### What you should do
Set down exactly the first line of the entries and every line after it, through the line with "line as [1048,846].".
Top of Dataset
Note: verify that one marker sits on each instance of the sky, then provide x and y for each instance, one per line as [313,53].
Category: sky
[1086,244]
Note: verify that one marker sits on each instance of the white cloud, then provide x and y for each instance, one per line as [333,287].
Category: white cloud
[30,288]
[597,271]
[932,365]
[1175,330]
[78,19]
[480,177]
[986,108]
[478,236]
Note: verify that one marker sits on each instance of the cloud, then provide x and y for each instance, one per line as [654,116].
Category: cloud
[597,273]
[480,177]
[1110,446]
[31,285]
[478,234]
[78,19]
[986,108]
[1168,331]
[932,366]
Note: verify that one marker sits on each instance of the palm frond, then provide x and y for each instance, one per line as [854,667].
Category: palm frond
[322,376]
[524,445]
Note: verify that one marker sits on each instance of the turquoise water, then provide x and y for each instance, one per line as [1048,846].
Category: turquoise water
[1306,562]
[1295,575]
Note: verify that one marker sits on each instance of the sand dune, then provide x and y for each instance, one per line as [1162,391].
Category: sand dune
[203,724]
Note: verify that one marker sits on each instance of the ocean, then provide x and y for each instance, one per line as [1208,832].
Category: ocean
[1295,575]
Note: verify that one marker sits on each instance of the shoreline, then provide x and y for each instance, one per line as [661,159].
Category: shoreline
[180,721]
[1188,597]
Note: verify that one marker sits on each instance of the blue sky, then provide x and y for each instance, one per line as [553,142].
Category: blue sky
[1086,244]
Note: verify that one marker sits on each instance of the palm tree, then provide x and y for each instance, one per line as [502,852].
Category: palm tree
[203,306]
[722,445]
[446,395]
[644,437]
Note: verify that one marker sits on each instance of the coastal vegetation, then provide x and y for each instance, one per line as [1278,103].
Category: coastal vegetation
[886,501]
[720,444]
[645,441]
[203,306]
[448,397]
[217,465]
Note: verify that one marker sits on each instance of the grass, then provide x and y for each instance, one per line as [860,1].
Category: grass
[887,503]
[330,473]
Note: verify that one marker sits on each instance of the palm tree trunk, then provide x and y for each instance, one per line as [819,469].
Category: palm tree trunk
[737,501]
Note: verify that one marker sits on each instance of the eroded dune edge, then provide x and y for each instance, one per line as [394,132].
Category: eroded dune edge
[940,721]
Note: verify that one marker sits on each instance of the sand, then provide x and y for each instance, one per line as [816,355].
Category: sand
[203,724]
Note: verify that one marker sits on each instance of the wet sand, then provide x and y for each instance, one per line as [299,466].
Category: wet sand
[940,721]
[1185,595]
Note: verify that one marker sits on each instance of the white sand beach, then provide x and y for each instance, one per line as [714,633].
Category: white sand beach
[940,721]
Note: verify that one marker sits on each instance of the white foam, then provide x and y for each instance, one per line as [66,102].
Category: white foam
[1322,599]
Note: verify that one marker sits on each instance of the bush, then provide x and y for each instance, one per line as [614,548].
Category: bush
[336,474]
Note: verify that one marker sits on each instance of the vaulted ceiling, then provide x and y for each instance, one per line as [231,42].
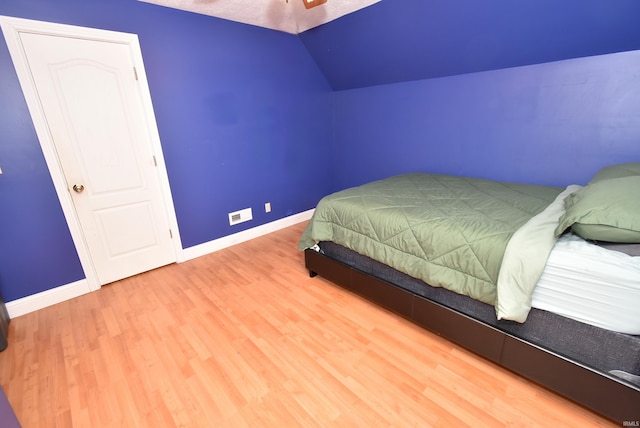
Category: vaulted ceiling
[392,41]
[290,16]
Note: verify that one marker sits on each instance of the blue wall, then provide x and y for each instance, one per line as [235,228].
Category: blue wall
[553,124]
[233,106]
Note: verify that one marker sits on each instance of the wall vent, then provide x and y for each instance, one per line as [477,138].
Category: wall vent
[240,216]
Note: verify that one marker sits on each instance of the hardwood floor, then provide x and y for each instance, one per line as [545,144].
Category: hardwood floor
[244,338]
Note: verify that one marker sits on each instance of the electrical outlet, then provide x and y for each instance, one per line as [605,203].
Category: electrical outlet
[240,216]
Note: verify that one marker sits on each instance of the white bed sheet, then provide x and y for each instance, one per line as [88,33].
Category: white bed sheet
[592,285]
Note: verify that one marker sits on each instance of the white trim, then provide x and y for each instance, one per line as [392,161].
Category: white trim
[60,294]
[245,235]
[46,298]
[12,27]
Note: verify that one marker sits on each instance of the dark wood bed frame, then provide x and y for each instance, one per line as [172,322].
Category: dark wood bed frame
[595,390]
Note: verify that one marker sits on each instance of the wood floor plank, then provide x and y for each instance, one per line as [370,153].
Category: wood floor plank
[243,338]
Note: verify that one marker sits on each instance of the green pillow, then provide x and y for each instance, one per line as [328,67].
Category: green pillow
[617,171]
[607,210]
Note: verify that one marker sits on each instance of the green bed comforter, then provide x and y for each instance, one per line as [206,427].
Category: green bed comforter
[448,231]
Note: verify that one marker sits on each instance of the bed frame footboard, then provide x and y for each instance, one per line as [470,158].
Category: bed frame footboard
[597,391]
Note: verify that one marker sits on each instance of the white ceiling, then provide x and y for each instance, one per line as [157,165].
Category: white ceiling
[284,15]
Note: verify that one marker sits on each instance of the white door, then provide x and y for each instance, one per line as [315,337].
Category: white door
[93,106]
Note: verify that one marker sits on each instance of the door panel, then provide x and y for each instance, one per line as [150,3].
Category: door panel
[92,104]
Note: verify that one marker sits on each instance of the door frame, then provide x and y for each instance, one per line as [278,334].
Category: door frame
[12,27]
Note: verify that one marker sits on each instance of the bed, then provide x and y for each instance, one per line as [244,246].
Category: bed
[544,281]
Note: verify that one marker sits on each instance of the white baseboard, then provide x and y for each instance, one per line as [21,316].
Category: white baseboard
[245,235]
[47,298]
[69,291]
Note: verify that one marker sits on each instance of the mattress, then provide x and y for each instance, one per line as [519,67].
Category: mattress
[591,284]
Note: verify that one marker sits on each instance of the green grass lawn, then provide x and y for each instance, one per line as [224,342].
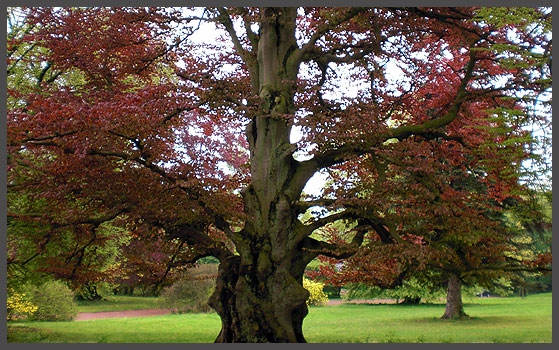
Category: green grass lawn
[119,303]
[494,320]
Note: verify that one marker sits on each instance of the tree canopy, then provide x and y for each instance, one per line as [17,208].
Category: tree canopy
[124,118]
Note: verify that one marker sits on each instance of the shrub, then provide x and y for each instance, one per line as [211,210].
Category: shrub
[54,301]
[317,296]
[18,305]
[188,296]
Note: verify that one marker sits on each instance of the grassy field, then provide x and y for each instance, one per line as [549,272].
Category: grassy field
[119,303]
[494,320]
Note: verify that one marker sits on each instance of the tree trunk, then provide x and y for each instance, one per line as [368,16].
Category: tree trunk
[259,294]
[454,307]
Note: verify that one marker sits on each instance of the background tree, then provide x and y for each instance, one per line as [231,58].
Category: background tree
[210,146]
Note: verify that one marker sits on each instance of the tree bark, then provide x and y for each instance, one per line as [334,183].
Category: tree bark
[259,294]
[454,307]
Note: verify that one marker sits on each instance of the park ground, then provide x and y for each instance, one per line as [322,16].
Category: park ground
[493,320]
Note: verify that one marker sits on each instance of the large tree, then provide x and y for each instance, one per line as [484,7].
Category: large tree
[138,121]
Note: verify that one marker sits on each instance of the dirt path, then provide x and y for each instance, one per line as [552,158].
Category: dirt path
[83,316]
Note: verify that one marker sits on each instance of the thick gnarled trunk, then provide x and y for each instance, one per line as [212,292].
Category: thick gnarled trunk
[259,294]
[258,308]
[454,307]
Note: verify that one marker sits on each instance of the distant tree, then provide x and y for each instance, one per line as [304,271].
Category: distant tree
[140,124]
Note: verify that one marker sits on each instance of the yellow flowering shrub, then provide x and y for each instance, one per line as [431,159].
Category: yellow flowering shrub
[317,296]
[18,306]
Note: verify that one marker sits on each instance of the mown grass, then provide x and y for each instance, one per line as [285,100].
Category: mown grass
[494,320]
[119,303]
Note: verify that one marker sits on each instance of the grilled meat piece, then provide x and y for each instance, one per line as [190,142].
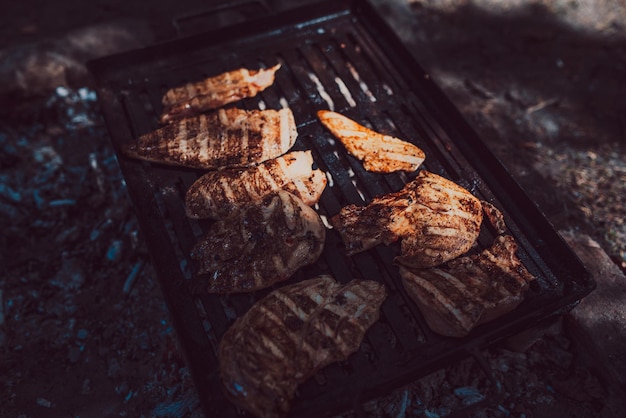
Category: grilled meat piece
[215,92]
[494,216]
[435,219]
[469,291]
[290,335]
[218,193]
[262,244]
[225,138]
[379,153]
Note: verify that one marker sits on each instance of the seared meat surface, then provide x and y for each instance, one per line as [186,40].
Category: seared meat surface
[435,219]
[262,244]
[215,92]
[469,291]
[218,193]
[379,153]
[289,335]
[224,138]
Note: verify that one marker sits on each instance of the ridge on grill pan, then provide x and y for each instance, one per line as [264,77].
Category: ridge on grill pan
[342,57]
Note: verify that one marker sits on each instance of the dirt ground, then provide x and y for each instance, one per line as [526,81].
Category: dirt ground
[84,330]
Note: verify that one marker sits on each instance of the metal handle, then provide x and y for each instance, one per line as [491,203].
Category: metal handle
[223,14]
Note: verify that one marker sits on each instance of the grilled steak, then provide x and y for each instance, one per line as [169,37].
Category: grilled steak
[469,291]
[215,92]
[218,193]
[225,138]
[289,335]
[435,219]
[263,243]
[379,153]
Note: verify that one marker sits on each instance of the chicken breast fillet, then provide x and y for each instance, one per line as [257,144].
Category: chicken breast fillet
[469,291]
[289,335]
[219,193]
[262,244]
[215,92]
[379,153]
[435,219]
[225,138]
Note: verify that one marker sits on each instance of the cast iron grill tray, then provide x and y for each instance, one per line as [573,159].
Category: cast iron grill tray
[340,55]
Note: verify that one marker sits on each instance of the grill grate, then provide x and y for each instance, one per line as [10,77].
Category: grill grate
[340,57]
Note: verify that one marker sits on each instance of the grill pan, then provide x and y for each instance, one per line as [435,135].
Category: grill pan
[342,56]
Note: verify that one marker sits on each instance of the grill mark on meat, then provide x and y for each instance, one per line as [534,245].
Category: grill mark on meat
[435,220]
[216,194]
[214,92]
[224,138]
[263,243]
[289,335]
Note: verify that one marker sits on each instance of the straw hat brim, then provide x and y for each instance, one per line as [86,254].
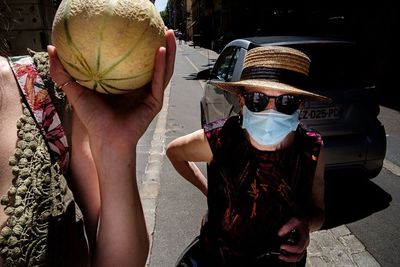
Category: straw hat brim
[236,87]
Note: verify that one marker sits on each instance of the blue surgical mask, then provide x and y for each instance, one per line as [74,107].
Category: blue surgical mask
[269,127]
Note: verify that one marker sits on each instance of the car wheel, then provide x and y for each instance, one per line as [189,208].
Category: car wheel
[202,115]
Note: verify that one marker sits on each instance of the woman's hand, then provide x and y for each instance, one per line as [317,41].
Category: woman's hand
[293,250]
[118,118]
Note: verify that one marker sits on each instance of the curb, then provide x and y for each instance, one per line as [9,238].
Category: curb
[150,186]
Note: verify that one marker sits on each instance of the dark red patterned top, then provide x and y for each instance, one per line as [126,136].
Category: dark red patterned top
[252,193]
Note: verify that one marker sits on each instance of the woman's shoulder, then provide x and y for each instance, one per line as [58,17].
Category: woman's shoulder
[310,138]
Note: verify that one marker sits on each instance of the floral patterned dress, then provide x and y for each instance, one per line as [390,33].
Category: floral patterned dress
[44,225]
[252,193]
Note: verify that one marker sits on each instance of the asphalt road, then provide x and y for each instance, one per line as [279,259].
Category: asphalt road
[370,209]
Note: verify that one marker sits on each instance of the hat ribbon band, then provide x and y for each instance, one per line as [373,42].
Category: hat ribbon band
[285,76]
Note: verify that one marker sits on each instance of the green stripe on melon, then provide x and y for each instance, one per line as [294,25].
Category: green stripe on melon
[108,46]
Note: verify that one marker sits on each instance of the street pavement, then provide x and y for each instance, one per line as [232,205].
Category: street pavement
[332,247]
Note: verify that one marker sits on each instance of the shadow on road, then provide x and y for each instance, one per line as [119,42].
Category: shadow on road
[349,199]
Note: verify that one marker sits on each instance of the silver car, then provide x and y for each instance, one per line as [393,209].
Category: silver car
[355,140]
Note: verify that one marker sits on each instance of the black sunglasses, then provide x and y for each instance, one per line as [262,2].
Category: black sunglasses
[256,102]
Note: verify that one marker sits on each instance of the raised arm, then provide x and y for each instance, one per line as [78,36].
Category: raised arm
[184,151]
[312,222]
[114,125]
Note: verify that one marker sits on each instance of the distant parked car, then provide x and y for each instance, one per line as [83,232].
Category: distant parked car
[355,140]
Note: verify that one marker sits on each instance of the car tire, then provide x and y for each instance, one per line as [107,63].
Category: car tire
[202,116]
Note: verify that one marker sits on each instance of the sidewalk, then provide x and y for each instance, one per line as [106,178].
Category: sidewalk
[333,247]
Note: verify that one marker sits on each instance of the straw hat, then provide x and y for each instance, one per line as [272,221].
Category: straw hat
[275,67]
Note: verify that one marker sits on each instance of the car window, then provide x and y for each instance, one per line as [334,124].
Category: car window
[337,66]
[224,67]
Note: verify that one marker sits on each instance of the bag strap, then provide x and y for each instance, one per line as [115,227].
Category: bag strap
[33,90]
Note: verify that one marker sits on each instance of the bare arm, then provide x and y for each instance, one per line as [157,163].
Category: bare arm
Bottom of Dataset
### Result for this exercise
Note: verify that one marker sits on each instance of the sky, then provide x and y for each instance, one per line as [313,53].
Category: sky
[1086,244]
Note: verify that one marker sits on each instance of the white cloud, then provide x and y for each instance, one per line as [333,287].
Category: white cloud
[30,288]
[597,271]
[932,365]
[1175,330]
[78,19]
[480,177]
[986,108]
[478,236]
Note: verify that one marker sits on each instance of the cloud, then provide x and y for each instance, one per line as [654,116].
Category: cloud
[597,273]
[480,177]
[1110,446]
[31,285]
[478,234]
[78,19]
[986,108]
[1168,331]
[932,366]
Note: verify that one marker sits on each instance of the palm frond, then provide x and y for each instance, one per line as [854,667].
Category: palm frond
[322,376]
[524,445]
Note: verify that one marker sits on each instance of the turquoise water, then provide x and y for each instance, one per line as [1048,846].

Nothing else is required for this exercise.